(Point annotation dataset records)
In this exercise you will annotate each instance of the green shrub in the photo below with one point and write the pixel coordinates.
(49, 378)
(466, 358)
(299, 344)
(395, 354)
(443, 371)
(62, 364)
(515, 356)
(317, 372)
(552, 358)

**Set task:** Copy all of the data above line for line, changing nothing.

**Response:**
In this exercise you will annotate each instance of the green shrub in the photo below with one point and write the pixel coordinates.
(49, 378)
(466, 358)
(299, 344)
(395, 354)
(443, 371)
(62, 364)
(515, 356)
(317, 372)
(552, 358)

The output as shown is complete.